» WORK ITEM: Each entry listed below should be reproduced word for word.

-- Opening Marker --

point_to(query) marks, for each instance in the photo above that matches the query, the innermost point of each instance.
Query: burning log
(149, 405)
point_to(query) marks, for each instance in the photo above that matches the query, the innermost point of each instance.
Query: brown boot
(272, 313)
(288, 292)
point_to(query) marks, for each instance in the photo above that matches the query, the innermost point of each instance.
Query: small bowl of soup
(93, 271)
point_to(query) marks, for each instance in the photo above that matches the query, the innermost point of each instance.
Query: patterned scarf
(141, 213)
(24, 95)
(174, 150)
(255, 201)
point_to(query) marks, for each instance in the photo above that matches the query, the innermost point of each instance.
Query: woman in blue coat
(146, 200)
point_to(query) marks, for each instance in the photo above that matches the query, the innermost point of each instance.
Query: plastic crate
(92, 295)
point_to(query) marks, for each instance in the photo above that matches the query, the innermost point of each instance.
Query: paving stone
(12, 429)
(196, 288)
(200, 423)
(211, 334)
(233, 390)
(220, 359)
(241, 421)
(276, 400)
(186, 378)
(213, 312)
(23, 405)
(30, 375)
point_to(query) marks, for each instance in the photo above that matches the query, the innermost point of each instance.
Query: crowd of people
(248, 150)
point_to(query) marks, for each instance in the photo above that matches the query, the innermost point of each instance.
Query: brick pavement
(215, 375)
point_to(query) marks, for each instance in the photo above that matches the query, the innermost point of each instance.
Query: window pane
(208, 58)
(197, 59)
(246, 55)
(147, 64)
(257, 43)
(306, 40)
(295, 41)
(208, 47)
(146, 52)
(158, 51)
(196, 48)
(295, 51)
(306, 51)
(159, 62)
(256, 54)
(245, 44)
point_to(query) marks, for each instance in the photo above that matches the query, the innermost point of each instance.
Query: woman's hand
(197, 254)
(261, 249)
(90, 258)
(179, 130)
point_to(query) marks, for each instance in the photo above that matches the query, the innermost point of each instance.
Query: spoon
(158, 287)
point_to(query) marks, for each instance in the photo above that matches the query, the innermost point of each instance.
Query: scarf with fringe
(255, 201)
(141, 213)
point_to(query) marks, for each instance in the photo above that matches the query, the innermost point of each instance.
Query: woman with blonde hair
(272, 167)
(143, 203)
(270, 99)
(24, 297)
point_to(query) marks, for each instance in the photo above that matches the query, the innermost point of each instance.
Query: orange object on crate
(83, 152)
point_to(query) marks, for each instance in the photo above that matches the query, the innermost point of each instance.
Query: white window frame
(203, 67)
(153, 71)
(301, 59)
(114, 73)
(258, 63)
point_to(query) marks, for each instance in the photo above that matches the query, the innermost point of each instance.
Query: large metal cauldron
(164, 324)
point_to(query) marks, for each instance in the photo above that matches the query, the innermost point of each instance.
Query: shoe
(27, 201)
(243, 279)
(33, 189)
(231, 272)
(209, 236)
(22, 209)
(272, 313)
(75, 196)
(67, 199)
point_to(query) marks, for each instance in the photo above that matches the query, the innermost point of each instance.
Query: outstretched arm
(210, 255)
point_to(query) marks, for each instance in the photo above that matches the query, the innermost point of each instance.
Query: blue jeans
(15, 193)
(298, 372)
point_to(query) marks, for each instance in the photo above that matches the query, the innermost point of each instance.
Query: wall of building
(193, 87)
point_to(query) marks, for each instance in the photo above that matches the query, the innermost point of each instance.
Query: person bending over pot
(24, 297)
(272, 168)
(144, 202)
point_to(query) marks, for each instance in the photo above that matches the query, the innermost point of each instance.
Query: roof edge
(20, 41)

-- Closing Marker --

» EXERCISE RESULT:
point_to(query) marks, for each instance in the photo above that matches the query, the innermost point of each instance.
Query: burning log
(149, 405)
point_to(query) marks, for each instance in the photo above that matches the query, the innermost point of each instance.
Query: brown boot
(272, 313)
(288, 292)
point_to(query) marks, for each instance in the photo above that matches the query, the innermost point of each instance.
Query: small bowl of soup
(93, 271)
point_to(query) marks, for each instance in the photo above that matches the query, the innermost point of each instance.
Query: patterned scarf
(141, 213)
(24, 95)
(174, 150)
(255, 201)
point_to(query) marks, for each instance in the photo above that matches the query, the innermost point of each instance.
Query: woman in blue coat
(146, 200)
point_to(query) marks, for each instance in the photo above that matches the query, the innermost point of each instance.
Query: plastic crate
(92, 295)
point_to(query) marks, for each instance in the photo above that matches the query, the innermost point of each instance.
Query: paving stone
(12, 429)
(196, 288)
(200, 423)
(211, 334)
(233, 390)
(220, 359)
(241, 421)
(276, 400)
(186, 378)
(213, 312)
(23, 405)
(30, 375)
point_to(query) marks, for each instance in the photo above that matches the query, the innermost point of each instance.
Query: crowd of people
(248, 150)
point_to(query) marks, for each instance in the photo above that matches the query, the innermost point of each instance.
Query: brick pavement
(215, 375)
point_to(query) marks, for each instance in the photo above that matches the query, the innermost point of each instance.
Query: window pane
(208, 58)
(197, 59)
(246, 55)
(147, 64)
(257, 43)
(306, 40)
(295, 41)
(208, 47)
(146, 52)
(158, 51)
(196, 48)
(295, 51)
(306, 51)
(159, 62)
(256, 54)
(245, 44)
point_to(query) marks, for each instance in the photo above that matches the query, the innermost point of each instance.
Query: woman's hand
(197, 254)
(261, 249)
(90, 258)
(179, 130)
point_to(query) marks, for each instance in the photo above that matches the query, the innermost point of each instance.
Query: spoon
(158, 287)
point_to(query) marks, for each instance in the photo above that matches the query, the innermost point of each instance.
Query: scarf with fringe
(255, 201)
(141, 213)
point_to(query) marks, for each instance in the photo above that matches the query, the innermost point of each instance.
Query: woman with blonde hair
(272, 167)
(143, 203)
(270, 99)
(24, 297)
point_to(query) marks, for each instance in the photo above that matches the query, the innermost point of each instance.
Query: orange object on crate
(83, 152)
point_to(query) marks, for each instance in the photo above that matches the query, the innermost point of each instance.
Query: white window frame
(203, 67)
(153, 71)
(301, 59)
(114, 73)
(258, 63)
point_to(query) marks, for each instance in the photo above that matches the query, the innermost point of each instance.
Query: large metal cauldron
(164, 324)
point_to(query) marks, for each instance in the photo above that matches the query, the innermost point of each instance.
Query: shoe
(27, 201)
(243, 279)
(33, 189)
(231, 272)
(209, 236)
(22, 209)
(272, 313)
(75, 196)
(67, 199)
point_to(query) marks, for each instance in the photo above that matches the query, the innermost point of each instance.
Query: outstretched arm
(210, 255)
point_to(query) marks, for each instance in the photo above that matches the query, the innermost point of each instance.
Query: blue jeans
(15, 193)
(298, 372)
point_to(query) marks, for each instance in the photo above that matches the query, the innermost point of each instance.
Query: wall of building
(193, 87)
point_to(query) marks, for each instance in the photo above that matches the query, the innermost point of each instance.
Query: person bending over pot
(24, 297)
(272, 168)
(144, 202)
point_to(query) marks, for each instance in the photo above that matches the query, the innermost point of each instance.
Query: roof edge
(20, 41)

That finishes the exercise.